- **AIM OF THE TASK**
Pull out each line of the entries below that contains the string "glass" and copy those lines in full.
◆ ◆ ◆ ◆ ◆ ◆ ◆
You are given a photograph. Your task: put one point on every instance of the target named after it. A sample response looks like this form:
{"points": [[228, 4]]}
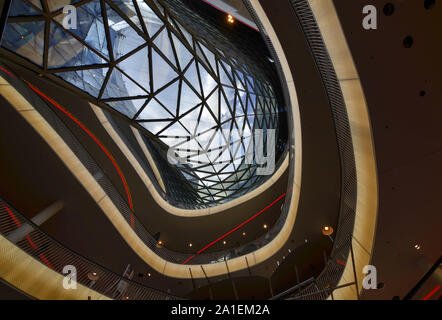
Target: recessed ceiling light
{"points": [[327, 230]]}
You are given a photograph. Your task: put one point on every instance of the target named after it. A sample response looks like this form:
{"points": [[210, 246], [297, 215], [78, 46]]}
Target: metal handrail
{"points": [[333, 270], [55, 256]]}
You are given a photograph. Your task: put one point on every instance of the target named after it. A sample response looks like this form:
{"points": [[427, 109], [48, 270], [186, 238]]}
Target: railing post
{"points": [[208, 281], [41, 217], [233, 282]]}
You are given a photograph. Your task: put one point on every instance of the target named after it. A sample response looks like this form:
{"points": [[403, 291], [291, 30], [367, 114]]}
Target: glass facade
{"points": [[192, 91]]}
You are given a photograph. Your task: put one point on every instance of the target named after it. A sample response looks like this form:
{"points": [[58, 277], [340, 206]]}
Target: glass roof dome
{"points": [[141, 60]]}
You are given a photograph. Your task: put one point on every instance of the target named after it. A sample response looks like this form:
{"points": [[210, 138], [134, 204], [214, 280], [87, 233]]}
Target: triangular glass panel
{"points": [[192, 76], [162, 71], [162, 41], [90, 27], [189, 99], [136, 66], [210, 57], [186, 34], [89, 80], [119, 85], [206, 121], [25, 39], [127, 6], [212, 103], [154, 126], [127, 107], [207, 81], [154, 110], [184, 55], [176, 129], [224, 78], [55, 5], [66, 51], [19, 8], [190, 120], [169, 97], [152, 22], [123, 37]]}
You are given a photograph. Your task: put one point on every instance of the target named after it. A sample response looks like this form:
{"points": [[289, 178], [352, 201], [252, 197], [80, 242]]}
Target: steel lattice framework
{"points": [[140, 59]]}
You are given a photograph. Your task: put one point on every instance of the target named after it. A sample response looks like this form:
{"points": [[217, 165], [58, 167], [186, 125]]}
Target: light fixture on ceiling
{"points": [[93, 276], [327, 231]]}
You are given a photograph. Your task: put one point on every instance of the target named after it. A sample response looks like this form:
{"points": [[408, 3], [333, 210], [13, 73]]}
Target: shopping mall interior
{"points": [[220, 150]]}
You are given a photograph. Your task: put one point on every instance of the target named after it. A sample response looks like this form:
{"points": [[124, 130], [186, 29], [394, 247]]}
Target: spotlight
{"points": [[327, 230], [93, 276]]}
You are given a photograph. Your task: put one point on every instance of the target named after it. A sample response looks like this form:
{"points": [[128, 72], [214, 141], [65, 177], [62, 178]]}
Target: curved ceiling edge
{"points": [[159, 199], [16, 264], [150, 257], [366, 173]]}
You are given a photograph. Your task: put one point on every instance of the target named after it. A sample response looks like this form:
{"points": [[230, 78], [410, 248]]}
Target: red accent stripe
{"points": [[340, 262], [46, 261], [7, 72], [27, 236], [428, 296], [92, 136], [31, 242], [236, 228]]}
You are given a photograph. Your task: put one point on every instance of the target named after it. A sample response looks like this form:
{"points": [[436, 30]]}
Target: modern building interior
{"points": [[220, 150]]}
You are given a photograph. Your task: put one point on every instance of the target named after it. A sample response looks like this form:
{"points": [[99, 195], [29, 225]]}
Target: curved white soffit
{"points": [[366, 173], [190, 213], [167, 268], [27, 274]]}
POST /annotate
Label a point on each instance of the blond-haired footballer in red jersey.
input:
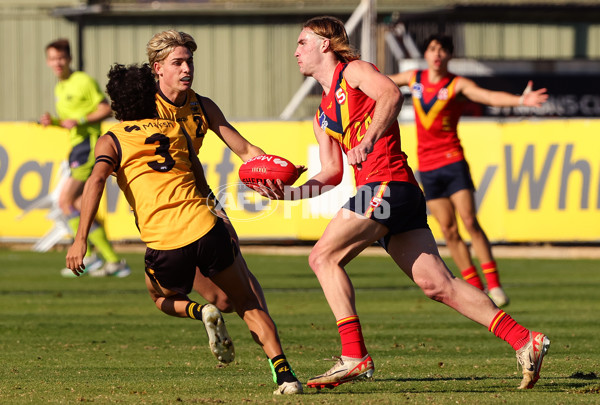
◆ ◆ ◆ ◆ ◆ ◆ ◆
- **THE SOLUTION**
Target: glass facade
Target: glass roof dome
Target: triangular glass panel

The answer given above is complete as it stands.